Riporta alla lettera un passo del brano sulle dimissioni da allenatore della Roma. Parti dalle parole che contengono "Più di 6 ne" e fermati dopo "a -3 dall’Inter.".

## Brano scelto:
+ + + + +

Più di 6 ne sono passati, invece, dalle dimissioni da allenatore della Roma, dopo la sconfitta con la Juventus nell’agosto del 2009: «È la cosa più giusta da fare. Ho voluto mettere a posto delle cose con la società, ma non è bastato e per fare qualcosa in più bisognava che mi assumessi delle responsabilità, tutte racchiuse nel gesto che ho fatto». L’addio, anzi l’arrivederci, commosso alla Roma lo fece da casa sua: un atto non banale quello di rinunciare a 2 anni di contratto, fatto da un allenatore che banale non lo è mai stato, nel bene e nel male. Un po’ perché è stato l’ultimo a vincere qui: 2 Coppe Italia e una Supercoppa italiana, ma anche il suo «rammarico più grosso», lo scudetto sfiorato nella stagione 2007/08 chiusa a -3 dall’Inter.

+ + + + +

## Righe fornite:
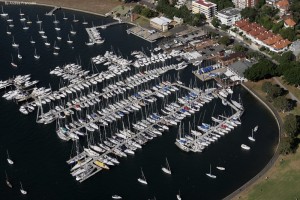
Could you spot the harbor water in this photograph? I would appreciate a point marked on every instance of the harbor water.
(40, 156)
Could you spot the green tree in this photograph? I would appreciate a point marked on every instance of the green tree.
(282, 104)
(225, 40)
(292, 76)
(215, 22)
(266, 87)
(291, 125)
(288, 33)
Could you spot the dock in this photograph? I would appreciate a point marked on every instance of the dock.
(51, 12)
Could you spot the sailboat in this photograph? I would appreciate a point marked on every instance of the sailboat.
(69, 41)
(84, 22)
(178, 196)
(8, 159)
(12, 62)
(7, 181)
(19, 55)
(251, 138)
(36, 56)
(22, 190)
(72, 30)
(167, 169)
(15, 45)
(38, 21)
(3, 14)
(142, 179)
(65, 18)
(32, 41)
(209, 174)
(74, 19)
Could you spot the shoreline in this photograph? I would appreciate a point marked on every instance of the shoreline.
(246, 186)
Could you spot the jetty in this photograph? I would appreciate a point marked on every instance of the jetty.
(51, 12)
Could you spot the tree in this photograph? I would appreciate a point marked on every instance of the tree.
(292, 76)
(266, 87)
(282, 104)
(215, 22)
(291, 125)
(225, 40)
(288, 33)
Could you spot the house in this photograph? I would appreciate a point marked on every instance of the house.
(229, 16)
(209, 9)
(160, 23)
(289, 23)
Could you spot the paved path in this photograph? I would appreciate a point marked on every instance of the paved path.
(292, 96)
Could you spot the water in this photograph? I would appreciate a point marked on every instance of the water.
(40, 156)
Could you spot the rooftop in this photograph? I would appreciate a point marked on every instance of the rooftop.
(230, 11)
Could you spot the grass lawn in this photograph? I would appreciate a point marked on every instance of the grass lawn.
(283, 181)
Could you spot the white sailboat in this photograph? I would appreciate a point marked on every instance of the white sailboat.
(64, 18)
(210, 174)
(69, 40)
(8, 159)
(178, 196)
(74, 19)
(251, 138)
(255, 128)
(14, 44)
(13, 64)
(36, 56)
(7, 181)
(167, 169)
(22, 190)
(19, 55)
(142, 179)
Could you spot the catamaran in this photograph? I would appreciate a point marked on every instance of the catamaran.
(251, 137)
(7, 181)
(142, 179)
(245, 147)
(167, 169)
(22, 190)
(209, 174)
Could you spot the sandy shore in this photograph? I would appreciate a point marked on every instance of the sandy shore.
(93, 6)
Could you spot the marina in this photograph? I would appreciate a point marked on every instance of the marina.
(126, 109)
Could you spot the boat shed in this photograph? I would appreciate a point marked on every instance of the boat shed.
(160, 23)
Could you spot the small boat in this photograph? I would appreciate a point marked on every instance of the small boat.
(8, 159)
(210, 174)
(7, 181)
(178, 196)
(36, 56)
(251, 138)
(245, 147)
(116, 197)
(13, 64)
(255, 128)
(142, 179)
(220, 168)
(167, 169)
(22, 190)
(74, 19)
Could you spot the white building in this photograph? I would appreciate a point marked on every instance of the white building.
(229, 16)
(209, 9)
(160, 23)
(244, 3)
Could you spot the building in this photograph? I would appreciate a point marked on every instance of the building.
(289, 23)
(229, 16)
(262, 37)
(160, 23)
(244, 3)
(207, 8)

+ + + + +

## Risultato dell'esercizio:
Più di 6 ne sono passati, invece, dalle dimissioni da allenatore della Roma, dopo la sconfitta con la Juventus nell’agosto del 2009: «È la cosa più giusta da fare. Ho voluto mettere a posto delle cose con la società, ma non è bastato e per fare qualcosa in più bisognava che mi assumessi delle responsabilità, tutte racchiuse nel gesto che ho fatto». L’addio, anzi l’arrivederci, commosso alla Roma lo fece da casa sua: un atto non banale quello di rinunciare a 2 anni di contratto, fatto da un allenatore che banale non lo è mai stato, nel bene e nel male. Un po’ perché è stato l’ultimo a vincere qui: 2 Coppe Italia e una Supercoppa italiana, ma anche il suo «rammarico più grosso», lo scudetto sfiorato nella stagione 2007/08 chiusa a -3 dall’Inter.